= EXTRACT =
BlueXP Blog

Azure Data Catalog: Understanding Concepts and Use Cases

Written by Jeff Whitaker, Cloud Data Services | Sep 9, 2020 9:47:27 AM

Azure Data Catalog enables registrants to share data sources. Developers, data scientists, and analysts can use Data Catalog to discover, verify, and use community datasets. Data Catalog provides functionalities for data discovery, data understanding, and data consumption. Users of Data Catalogs are classified as either data producers or consumers.

In this post, we’ll explain key Azure Data Catalog concepts and user cases, and demonstrate how you can use Catalog data sources. We’ll also show how NetApp's solution for Azure File Storage can help you optimize storage resources on Azure.

This is part of a series of articles about Azure storage

In this article, you will learn:

What Is Azure Data Catalog?

Azure Data Catalog is a service that serves as a central repository for big data. It is designed to help users, including developers, data scientists, and analysts discover, verify, and use datasets contributed by the community. Data Catalog is built through crowdsourced data with annotations and metadata and is meant to enable data users and collectors to share their efforts.

Once data sources are registered in Data Catalog, any user with access can add to the metadata to enrich the set. This includes adding tags, descriptions, processes for requesting access, or documentation. Any custom metadata that is added is used to supplement the structural metadata added from the data source.

Azure Data Catalog Use Cases

Azure Data Catalog can serve many users for a variety of purposes but the two most common uses are for centralization of data information and for business intelligence.

Registration of central data sources
As organizations grow, the amount of data that is collected can quickly grow difficult to manage. When data is inventoried it becomes more difficult to organize and less useful since many individuals in the organization may not even know it exists.

By registering data in Data Catalog, organizations can ensure that data is available to all relevant business units. It can also help ensure that organizations can benefit from the shared knowledge and efforts of all of their users and analysts. This includes benefits for data related to online transaction processing (OLTP) systems, analytics databases, data warehouses, and line-of-business.

Data sources for research and business intelligence
Developing business intelligence (BI) requires the combination of many sources of data, including those not created for BI or analysis. When data sources are distributed, organizations are less able to gather, standardize, or apply data to BI purposes.

Aggregating data with Azure Data Catalog can enable analysts to skip some or most of the manual work BI typically requires. Analysts can collaborate with both internal and external teams to identify sources and ensure that data is accurate and relevant. Then, once BI is developed analysts can share their findings uniformly throughout the organization.

This sharing helps ensure that multiple analyses aren’t required and that business units are all working from the same insights. It also enables end users to contribute to and improve upon data which can then be used to refine BI.

Azure Data Catalog Key Concepts

When using Data Catalog, there are a few key concepts to be aware of to ensure effective use. These are data discovery, understanding, consumption, and users.

Data discovery
Data discovery is the functionality that enables you to make data searchable and available to users. It ensures that all data registered in the catalog is discoverable.

= DATA SECTION =
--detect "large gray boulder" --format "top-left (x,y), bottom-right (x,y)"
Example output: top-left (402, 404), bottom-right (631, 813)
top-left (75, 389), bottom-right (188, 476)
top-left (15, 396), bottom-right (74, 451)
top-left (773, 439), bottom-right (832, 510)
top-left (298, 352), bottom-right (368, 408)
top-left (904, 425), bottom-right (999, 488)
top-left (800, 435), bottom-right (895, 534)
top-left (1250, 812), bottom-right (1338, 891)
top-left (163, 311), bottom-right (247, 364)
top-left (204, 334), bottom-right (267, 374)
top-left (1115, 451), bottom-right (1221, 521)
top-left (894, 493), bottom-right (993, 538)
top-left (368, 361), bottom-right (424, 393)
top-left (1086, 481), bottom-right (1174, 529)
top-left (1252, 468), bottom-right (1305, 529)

= REQUIRED TASK 1 =
Please reproduce the records from their first line through the line containing "top-left (163, 311), bottom-right (247, 364)", shifting every coordinate in the answers up by 145 and leaving the request lines and their sample output unchanged.
= REQUIRED TASK 2 =
Continue the Azure Data Catalog article from where it stops.

= TASK ANSWER 1 =
--detect "large gray boulder" --format "top-left (x,y), bottom-right (x,y)"
Example output: top-left (402, 404), bottom-right (631, 813)
top-left (220, 534), bottom-right (333, 621)
top-left (160, 541), bottom-right (219, 596)
top-left (918, 584), bottom-right (977, 655)
top-left (443, 497), bottom-right (513, 553)
top-left (1049, 570), bottom-right (1144, 633)
top-left (945, 580), bottom-right (1040, 679)
top-left (1395, 957), bottom-right (1483, 1036)
top-left (308, 456), bottom-right (392, 509)

= TASK ANSWER 2 =
Data understanding
Data understanding is the functionality that makes data in the catalog interpretable. This includes metadata, any descriptions of the dataset content or format, and any documents defining procedures for use.

Data consumption
Data consumption is the use of data by users. It can include different modes for data access and ingestion. It can also include the ability to allow or restrict subsets of users to access or modify data.

Data users
Data users are anyone who is accessing, modifying, consuming, or contributing to data. In general, data users fall into two main groups (producers and consumers) although someone can be in both groups.

  • Producers—those responsible for creating, registering, and maintaining data.
  • Consumers—those who use data that is made available for reporting, analysis, or distribution purposes.

How to Use Data Sources in Azure Data Catalog

When using Azure Data Catalog there are four common actions you and your team should be familiar with—registering data, discovering data, annotating data, and documenting data sources. The following sections briefly explain how to perform these tasks. You can find more detailed information on these and other actions in the official documentation.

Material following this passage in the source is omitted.